**Exercise A:** In the childhood eczema article, why are current eczema treatments described as too harsh for young children? Answer in one to three sentences.
**Exercise B:** Pick up the childhood eczema article after its last sentence and keep writing.

**Document excerpt:**
—————

Childhood eczema has become more prevalent in recent years, deserving attention and demanding alternate treatment options. Eczema is an inflammatory (and often allergic) skin condition, often coincident with asthma or hay fever. The consequent rashes may appear anywhere on the skin, but are most commonly seen on arms and knees.
Unfortunately, despite its growing incidence, there are limited therapies available for young children. All current treatment options are rather harsh and extreme for children, as most clinicians recommend moisturizers or topical steroids for mild cases and immunosuppressants or oral corticosteroids for severe cases. These therapies, while given a safe stamp of approval, have side effects that threaten a young child s blood pressure, bones, and kidneys when used over a long period of time.
A new study conducted by researchers at National Jewish Health Denver, suggests wet wrap therapy may serve as a safe and even more effective treatment for childhood eczema than the current medicinal options. According to the Cleveland Clinic, eczema or atopic dermatitis cases have increased twofold to threefold since the 1970s. Dr. Mark Boguniewciz, pediatric allergist and immunologist at the National Jewish Health adds, Eczema is not only a big problem in this country, but a huge global health problem.
Wet wrap therapy involves soaking an affected child in warm bathwater for 10 to 20 minutes. Following the bath, the child is patted dry, and a moisturizer and mild medicated ointment is applied to the inflamed and irritated areas of the skin. The child is then immediately wrapped in wet clothing to trap the medication. An additional dry layer of clothing is also added following the wet layer. The wet layers are left for two hours upon removal localized areas of eczema should have improved.

—————

**Dataset excerpts:**
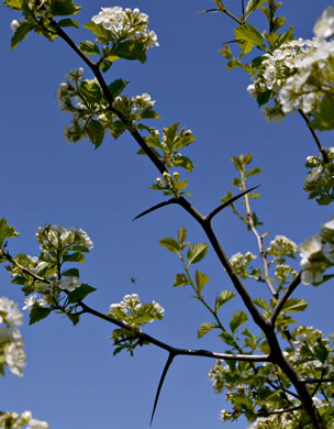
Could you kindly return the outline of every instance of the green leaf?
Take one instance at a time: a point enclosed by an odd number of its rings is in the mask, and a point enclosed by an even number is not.
[[[81,301],[84,298],[87,297],[87,295],[91,294],[94,290],[97,290],[94,287],[84,283],[80,287],[69,293],[68,304]]]
[[[264,298],[255,298],[253,299],[253,302],[258,306],[259,308],[263,308],[266,311],[270,310],[269,302]]]
[[[142,64],[146,62],[146,50],[141,42],[127,41],[111,51],[111,54],[124,59],[138,59]]]
[[[101,124],[100,121],[92,119],[89,121],[89,124],[87,127],[87,133],[92,144],[96,146],[96,148],[98,148],[102,144],[104,139],[104,127]]]
[[[78,21],[73,20],[71,18],[65,18],[64,20],[60,20],[57,22],[58,26],[75,26],[76,29],[80,29],[80,25]]]
[[[24,0],[3,0],[3,4],[14,10],[22,10]]]
[[[79,43],[80,50],[88,55],[99,55],[100,48],[91,41],[82,41]]]
[[[198,262],[202,261],[202,258],[208,253],[209,246],[205,243],[197,243],[192,244],[189,248],[187,258],[188,258],[188,266],[191,264],[197,264]]]
[[[54,16],[74,15],[80,11],[80,7],[76,6],[73,0],[57,0],[52,7]]]
[[[80,84],[80,92],[88,102],[100,102],[102,97],[100,85],[93,80],[82,80]]]
[[[249,0],[247,6],[246,6],[246,16],[245,19],[247,20],[247,18],[254,12],[256,11],[256,9],[258,9],[259,7],[261,7],[267,0]]]
[[[186,228],[180,228],[178,230],[178,241],[180,244],[183,244],[186,240],[187,240],[187,230]]]
[[[79,262],[82,264],[85,262],[85,255],[80,252],[70,253],[63,256],[63,262]]]
[[[203,287],[210,280],[210,277],[207,274],[203,274],[203,273],[200,273],[199,271],[196,271],[194,278],[196,278],[197,289],[200,294],[203,290]]]
[[[188,280],[186,274],[177,274],[172,286],[178,287],[178,286],[187,286],[187,285],[189,285],[189,280]]]
[[[108,85],[108,89],[109,89],[111,96],[113,98],[116,98],[123,92],[123,90],[127,84],[129,84],[129,81],[126,81],[126,80],[115,79],[113,82]]]
[[[221,332],[219,334],[219,338],[221,338],[229,345],[235,345],[236,344],[233,336],[231,333],[229,333],[229,332],[225,332],[225,331]]]
[[[197,338],[202,338],[207,333],[209,333],[215,326],[211,322],[204,322],[199,327],[197,332]]]
[[[77,268],[69,268],[69,270],[66,270],[62,273],[62,276],[65,276],[65,277],[79,277],[79,270]]]
[[[49,308],[34,306],[30,311],[29,324],[36,323],[40,320],[45,319],[51,314]]]
[[[265,91],[265,92],[260,92],[257,96],[256,101],[257,101],[258,106],[260,107],[260,106],[266,105],[270,100],[270,97],[271,97],[270,90]]]
[[[236,295],[231,290],[223,290],[221,295],[215,300],[215,309],[218,310],[224,304],[230,301],[230,299],[234,298]]]
[[[22,41],[27,36],[27,33],[33,30],[33,25],[30,23],[21,24],[14,32],[11,38],[11,51],[13,51]]]
[[[310,125],[314,130],[329,131],[334,129],[334,97],[332,95],[325,95],[321,100],[313,121]]]
[[[250,24],[243,24],[234,29],[235,38],[246,41],[249,44],[265,47],[261,34]]]
[[[230,320],[230,328],[231,331],[234,333],[237,331],[237,329],[246,323],[248,320],[248,316],[245,314],[245,311],[236,311],[233,316],[232,319]]]
[[[304,299],[292,298],[287,300],[287,302],[283,305],[282,311],[298,312],[298,311],[303,311],[307,307],[308,307],[308,301],[305,301]]]
[[[162,239],[159,244],[172,253],[179,253],[180,251],[180,245],[175,239]]]

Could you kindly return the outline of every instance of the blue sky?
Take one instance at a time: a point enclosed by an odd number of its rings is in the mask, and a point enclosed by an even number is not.
[[[233,3],[226,1],[227,7]],[[305,156],[316,154],[309,131],[297,116],[281,124],[267,124],[246,91],[248,76],[225,70],[219,48],[233,38],[233,23],[221,14],[197,13],[213,7],[212,1],[107,4],[82,0],[79,4],[81,24],[101,7],[138,7],[149,14],[149,28],[156,31],[160,46],[148,52],[145,65],[116,63],[107,80],[130,80],[129,96],[148,92],[162,117],[155,123],[157,128],[180,122],[197,135],[185,154],[197,165],[190,191],[202,213],[216,207],[231,188],[235,176],[231,156],[252,152],[254,166],[264,170],[249,180],[249,186],[261,185],[261,198],[254,210],[265,223],[263,232],[285,234],[300,243],[331,218],[331,207],[316,206],[301,190]],[[285,1],[282,12],[288,25],[296,25],[296,35],[307,38],[329,4],[325,0]],[[166,309],[165,319],[147,327],[147,333],[176,346],[223,352],[224,344],[213,334],[197,340],[197,329],[211,320],[210,315],[190,298],[190,290],[172,288],[181,266],[158,244],[162,238],[176,237],[180,227],[188,229],[191,242],[205,241],[200,228],[176,207],[132,222],[135,215],[162,201],[159,193],[148,189],[157,172],[147,158],[135,155],[137,147],[130,135],[116,142],[109,136],[98,151],[88,142],[65,142],[62,129],[69,118],[58,110],[55,92],[65,74],[82,64],[62,41],[49,43],[34,34],[10,52],[9,24],[13,19],[18,14],[1,6],[0,216],[21,232],[10,243],[11,252],[37,254],[35,231],[46,222],[82,228],[94,242],[80,267],[81,278],[98,289],[87,299],[90,306],[103,312],[125,294],[138,293],[143,301],[155,299]],[[90,36],[86,30],[69,33],[77,42]],[[86,77],[91,75],[87,73]],[[332,133],[321,138],[325,146],[333,145]],[[255,240],[229,211],[218,216],[213,226],[229,255],[255,251]],[[211,299],[222,289],[232,289],[212,251],[197,268],[211,277]],[[131,276],[137,278],[135,284]],[[4,270],[0,280],[0,295],[22,306],[23,296],[10,284]],[[247,287],[254,297],[267,296],[257,284]],[[308,310],[298,319],[301,323],[326,333],[333,330],[332,287],[333,283],[327,283],[316,289],[298,289],[296,297],[309,300]],[[224,307],[222,319],[227,322],[233,311],[242,309],[235,298]],[[167,359],[164,351],[151,345],[134,358],[113,358],[108,339],[112,326],[90,316],[77,327],[58,315],[32,327],[25,315],[25,376],[18,380],[8,374],[1,380],[1,409],[31,409],[37,418],[49,421],[52,429],[148,427]],[[211,364],[213,361],[200,358],[177,359],[163,388],[154,428],[222,427],[219,411],[225,404],[223,395],[213,394],[211,388],[207,375]],[[245,428],[246,424],[241,419],[226,426]]]

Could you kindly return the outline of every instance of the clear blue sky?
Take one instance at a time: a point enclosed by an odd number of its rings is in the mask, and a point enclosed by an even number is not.
[[[226,1],[227,7],[235,1]],[[148,92],[163,118],[160,129],[181,122],[197,135],[188,154],[198,167],[190,180],[194,206],[207,213],[219,205],[231,188],[234,170],[231,156],[254,153],[254,166],[264,174],[250,185],[261,185],[261,199],[254,209],[265,222],[263,231],[285,234],[300,243],[330,219],[333,209],[308,201],[301,190],[304,158],[315,154],[315,144],[302,120],[289,117],[282,124],[265,123],[255,100],[246,91],[246,74],[226,72],[219,54],[222,43],[233,38],[233,24],[221,14],[198,14],[214,7],[211,0],[119,1],[82,0],[77,15],[86,23],[101,7],[138,7],[151,16],[149,26],[158,35],[160,47],[148,53],[145,65],[119,62],[109,80],[130,80],[126,94]],[[282,11],[296,35],[311,37],[315,19],[330,1],[285,1]],[[149,190],[157,172],[130,135],[114,142],[108,138],[94,151],[88,142],[68,145],[62,129],[68,118],[57,107],[55,91],[70,68],[80,59],[62,42],[49,43],[31,34],[10,52],[10,22],[18,14],[0,7],[1,52],[1,212],[22,233],[10,243],[12,253],[38,253],[34,239],[38,226],[46,222],[78,227],[88,232],[94,249],[80,267],[81,278],[98,288],[88,304],[107,311],[127,293],[138,293],[143,301],[155,299],[166,309],[164,321],[146,331],[176,346],[207,348],[223,352],[224,344],[213,334],[198,341],[196,332],[210,315],[190,298],[187,288],[174,289],[179,262],[159,246],[158,240],[175,237],[186,227],[189,240],[204,241],[200,228],[179,208],[168,207],[136,222],[132,218],[162,200]],[[88,31],[70,34],[77,42]],[[85,66],[84,66],[85,68]],[[90,75],[88,74],[87,77]],[[324,145],[333,145],[333,135],[322,135]],[[183,151],[186,154],[186,151]],[[229,212],[214,221],[216,234],[229,255],[255,251],[255,241]],[[232,288],[210,251],[197,267],[212,278],[208,294],[213,297]],[[137,282],[132,284],[131,276]],[[22,306],[19,287],[8,273],[0,272],[1,293]],[[247,286],[254,297],[266,295],[257,284]],[[299,317],[304,324],[333,330],[333,282],[320,288],[301,286],[296,297],[308,299],[308,310]],[[234,299],[222,315],[229,321],[243,309]],[[158,378],[167,355],[155,346],[145,346],[134,358],[112,356],[108,339],[112,326],[90,316],[77,327],[57,315],[22,329],[27,367],[23,380],[8,374],[1,382],[0,409],[19,413],[31,409],[36,418],[51,422],[52,429],[148,427]],[[223,395],[214,395],[208,378],[213,361],[179,358],[163,388],[154,428],[221,428],[219,411],[225,408]],[[226,424],[245,428],[244,420]]]

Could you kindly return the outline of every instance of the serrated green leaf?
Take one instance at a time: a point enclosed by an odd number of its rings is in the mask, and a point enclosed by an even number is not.
[[[19,26],[11,38],[11,51],[13,51],[23,41],[23,38],[27,36],[29,32],[32,31],[33,28],[34,26],[30,23],[23,23]]]
[[[87,295],[91,294],[94,290],[97,290],[94,287],[84,283],[80,287],[69,293],[68,304],[81,301],[87,297]]]
[[[74,26],[76,29],[80,29],[78,21],[76,21],[71,18],[65,18],[64,20],[58,21],[57,25],[58,26]]]
[[[79,262],[82,264],[85,262],[85,255],[80,252],[70,253],[63,256],[63,262]]]
[[[230,299],[234,298],[236,295],[231,290],[223,290],[221,295],[215,300],[215,309],[218,310],[224,304],[230,301]]]
[[[79,270],[77,268],[69,268],[69,270],[66,270],[62,273],[62,276],[65,276],[65,277],[79,277],[80,274],[79,274]]]
[[[180,251],[180,245],[175,239],[162,239],[159,244],[172,253],[179,253]]]
[[[298,312],[303,311],[308,307],[308,301],[300,298],[288,299],[283,305],[283,312]]]
[[[45,319],[51,314],[49,308],[34,306],[30,311],[29,324],[36,323],[40,320]]]
[[[126,80],[115,79],[110,85],[108,85],[108,89],[109,89],[111,96],[113,98],[116,98],[123,92],[123,90],[127,84],[129,84],[129,81],[126,81]]]
[[[80,84],[80,92],[88,102],[100,102],[102,97],[100,85],[86,79]]]
[[[229,345],[235,345],[236,344],[233,336],[231,333],[229,333],[229,332],[225,332],[225,331],[221,332],[219,334],[219,338],[221,338]]]
[[[98,148],[104,139],[104,127],[100,121],[92,119],[89,121],[87,127],[87,133],[91,143],[96,146],[96,148]]]
[[[99,55],[100,48],[91,41],[82,41],[79,43],[80,50],[88,55]]]
[[[231,331],[233,333],[236,332],[242,324],[246,323],[247,320],[248,316],[245,314],[245,311],[236,311],[230,320]]]
[[[194,279],[196,279],[197,289],[199,293],[201,293],[203,290],[203,287],[210,280],[210,277],[207,274],[203,274],[203,273],[200,273],[199,271],[196,271]]]
[[[261,7],[267,0],[249,0],[247,6],[246,6],[246,16],[245,19],[247,20],[248,16],[256,11],[259,7]]]
[[[24,0],[3,0],[3,4],[14,10],[22,10]]]
[[[270,310],[270,306],[269,306],[269,302],[264,299],[264,298],[255,298],[253,299],[253,302],[259,307],[259,308],[263,308],[264,310],[266,311],[269,311]]]
[[[204,322],[199,327],[197,331],[197,338],[202,338],[207,333],[209,333],[214,328],[214,324],[211,322]]]
[[[243,24],[234,29],[235,38],[245,41],[253,45],[265,47],[265,41],[261,34],[250,24]]]
[[[186,274],[177,274],[172,286],[178,287],[178,286],[187,286],[187,285],[189,285],[189,280]]]
[[[270,90],[265,91],[265,92],[260,92],[257,96],[256,101],[257,101],[258,106],[260,107],[260,106],[266,105],[270,100],[270,97],[271,97]]]
[[[202,261],[202,258],[208,253],[209,246],[205,243],[197,243],[192,244],[187,254],[188,258],[188,266],[191,264],[197,264],[198,262]]]
[[[334,129],[334,97],[325,95],[321,100],[310,127],[314,130],[329,131]]]
[[[52,7],[54,16],[74,15],[80,11],[80,7],[76,6],[73,0],[57,0]]]

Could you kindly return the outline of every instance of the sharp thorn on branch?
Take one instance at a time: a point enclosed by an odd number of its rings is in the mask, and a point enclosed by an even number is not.
[[[253,188],[249,188],[249,189],[245,190],[244,193],[241,193],[241,194],[236,195],[235,197],[229,199],[229,201],[224,202],[223,205],[219,206],[216,209],[211,211],[211,213],[208,215],[207,219],[211,220],[215,215],[218,215],[220,211],[222,211],[225,207],[230,206],[232,202],[236,201],[238,198],[243,197],[244,195],[252,193],[252,190],[258,188],[259,186],[260,185],[254,186]]]

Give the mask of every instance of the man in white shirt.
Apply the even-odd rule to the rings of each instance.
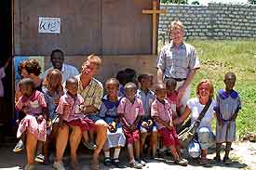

—————

**Task answer A:** Used over a long period, these treatments have side effects that threaten a young child's blood pressure, bones, and kidneys. This holds even though they have been approved as safe.

**Task answer B:**
The study, published in the Journal of Allergy and Clinical Immunology, included 72 children. Researchers administered wet wrap therapy about two to three times per day for two weeks, based on the severity of the skin condition. Treatment was adjusted and modified to remaining affected regions as improvement was seen. Investigators quantified severity of eczema before and after treatment using two measures: SCORAD (Scoring Atopic Dermatitis) and ADQ (AD Quickscore).
The results indicate that participants of the study who underwent wet wrap therapy had their symptoms reduced by an average of 71 percent. In addition, the improvement was sustained up to a month after the children returned home. The most significant impact of this alternative treatment is that healthy skin remained without prior prescription medications. As such, children were weaned off more powerful oral medications.
Lead author Dr. Boguniewciz comments, From this data and other work, this can be a lasting effect, even when you discontinue treatment ¦The wraps make the medication you put on more effective without reaching for stronger medicines. We wanted to know could we get more out of a lower potency medicine, and this suggests that we can.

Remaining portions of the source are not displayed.